Write out the lines of these entries verbatim, leaving out the pictures.
══ EXERCISE MATERIALS
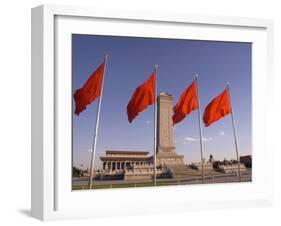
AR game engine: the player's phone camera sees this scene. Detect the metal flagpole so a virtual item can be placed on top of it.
[195,74,205,184]
[227,82,242,182]
[89,55,108,189]
[154,64,158,186]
════
▸ **SOLUTION TO THE EXERCISE**
AR game engine: the player's phone camera sees this scene. Detect the metal flagpole so a virtual item can be placed on top of it.
[195,74,205,184]
[227,82,242,182]
[89,55,108,189]
[154,64,158,186]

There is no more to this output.